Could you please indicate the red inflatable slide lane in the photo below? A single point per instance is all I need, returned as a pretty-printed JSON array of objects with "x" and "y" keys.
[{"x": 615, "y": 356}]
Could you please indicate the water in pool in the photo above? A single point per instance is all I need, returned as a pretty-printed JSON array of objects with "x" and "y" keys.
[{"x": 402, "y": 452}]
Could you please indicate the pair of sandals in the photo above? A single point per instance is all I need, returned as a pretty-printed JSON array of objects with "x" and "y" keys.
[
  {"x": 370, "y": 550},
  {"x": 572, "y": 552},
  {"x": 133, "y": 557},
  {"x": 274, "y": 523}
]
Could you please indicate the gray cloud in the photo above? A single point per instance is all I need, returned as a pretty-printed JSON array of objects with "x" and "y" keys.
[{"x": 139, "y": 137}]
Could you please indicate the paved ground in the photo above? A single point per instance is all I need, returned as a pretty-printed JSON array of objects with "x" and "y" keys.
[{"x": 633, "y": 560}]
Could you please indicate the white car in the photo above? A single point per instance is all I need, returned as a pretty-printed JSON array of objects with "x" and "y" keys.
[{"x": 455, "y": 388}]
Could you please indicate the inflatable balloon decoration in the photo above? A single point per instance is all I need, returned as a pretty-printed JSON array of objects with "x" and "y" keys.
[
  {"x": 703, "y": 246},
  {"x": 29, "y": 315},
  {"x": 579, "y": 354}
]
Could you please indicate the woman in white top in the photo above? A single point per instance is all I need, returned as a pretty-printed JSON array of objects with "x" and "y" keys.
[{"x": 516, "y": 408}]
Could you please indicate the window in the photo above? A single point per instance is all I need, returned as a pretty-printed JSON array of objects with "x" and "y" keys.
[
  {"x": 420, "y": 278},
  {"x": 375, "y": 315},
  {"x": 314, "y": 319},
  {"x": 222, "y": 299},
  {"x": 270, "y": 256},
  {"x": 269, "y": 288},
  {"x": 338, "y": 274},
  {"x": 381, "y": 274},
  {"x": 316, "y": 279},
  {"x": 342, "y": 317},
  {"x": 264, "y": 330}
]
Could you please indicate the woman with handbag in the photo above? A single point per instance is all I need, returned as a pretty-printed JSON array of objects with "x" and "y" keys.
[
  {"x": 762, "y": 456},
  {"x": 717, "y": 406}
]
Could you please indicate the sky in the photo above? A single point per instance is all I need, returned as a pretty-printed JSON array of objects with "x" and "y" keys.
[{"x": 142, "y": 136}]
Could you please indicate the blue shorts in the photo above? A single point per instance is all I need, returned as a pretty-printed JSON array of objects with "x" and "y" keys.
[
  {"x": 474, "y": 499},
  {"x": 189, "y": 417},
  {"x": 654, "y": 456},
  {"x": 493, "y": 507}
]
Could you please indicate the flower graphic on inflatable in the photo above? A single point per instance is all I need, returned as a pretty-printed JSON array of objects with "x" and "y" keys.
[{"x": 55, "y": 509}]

• _PROBLEM REQUIREMENTS_
Reproduce all of the data above line for line, with no changes.

• _WORKED ANSWER_
Could you please indicate the red inflatable slide lane in the photo below? A single point per instance is all I need, returned as a pretty-printed JSON array of objects with "x" and "y" keys.
[{"x": 615, "y": 356}]
Could you please indicate the water in pool in the photo above? A single point per instance is all I need, returned as a pretty-printed JSON array of objects with "x" and "y" keys.
[{"x": 402, "y": 452}]
Could you please indicate the pair of sandals in the photo above? A single point per instance is all I need, returned as a pretty-printed JSON array of objects with "x" and "y" keys.
[
  {"x": 370, "y": 550},
  {"x": 572, "y": 552},
  {"x": 133, "y": 557},
  {"x": 274, "y": 523}
]
Could you please indicate the gray cloud in the photo above? A single point per instance is all I need, returned as a pretty-printed JSON array of objects with "x" and "y" keys.
[{"x": 139, "y": 137}]
Could you please indicate the paved ground in the photo above? A single point per instance is all I need, returned as a pretty-printed JSON array of objects with "x" and "y" keys.
[{"x": 633, "y": 560}]
Could you please indicate the white car in the photo above? A single point per instance is all I need, returned as a pretty-printed JSON array of objects with "x" and "y" keys.
[{"x": 455, "y": 388}]
Could you please indicate the inflatable balloon decoration in the photo above? A single point per instance is all I need, returned as a pretty-printed JSON array of objects with "x" and "y" keys.
[
  {"x": 703, "y": 246},
  {"x": 29, "y": 315},
  {"x": 579, "y": 354}
]
Could you please indicate the woman in white top in the photo above? A single point per instance is all I need, returned as a pretty-printed JSON array of objects with "x" and "y" keys.
[{"x": 516, "y": 408}]
Could you please indicate the window in the photo above? A single point per instance is all I need, returned as a pretty-printed JSON array of objects with "x" and "y" keys.
[
  {"x": 420, "y": 278},
  {"x": 375, "y": 315},
  {"x": 314, "y": 319},
  {"x": 222, "y": 299},
  {"x": 270, "y": 256},
  {"x": 269, "y": 288},
  {"x": 338, "y": 274},
  {"x": 381, "y": 274},
  {"x": 316, "y": 279},
  {"x": 342, "y": 317},
  {"x": 264, "y": 330}
]
Could you please indicate the woman with handbag in the photo above? A single point per instance is all I need, returned as a pretty-printed JSON array of objects with "x" and "y" keys.
[
  {"x": 762, "y": 456},
  {"x": 717, "y": 406}
]
Could you please indicate the sky in the photo above? A single point per instance is all I need, returned as a pretty-printed JSON array of objects with "x" and "y" keys.
[{"x": 142, "y": 136}]
Could you please indicate the blue shorts in the photo above? A single point per instance is all I need, returned as a pretty-printed JSON array of objects with "x" and "y" keys.
[
  {"x": 474, "y": 499},
  {"x": 189, "y": 417},
  {"x": 654, "y": 456},
  {"x": 493, "y": 507}
]
Could you please indicate the flower graphic on inflatable in the photo above? A single point per instance is all I need, returned as a pretty-printed JSON array of objects with "x" and "y" keys.
[{"x": 55, "y": 509}]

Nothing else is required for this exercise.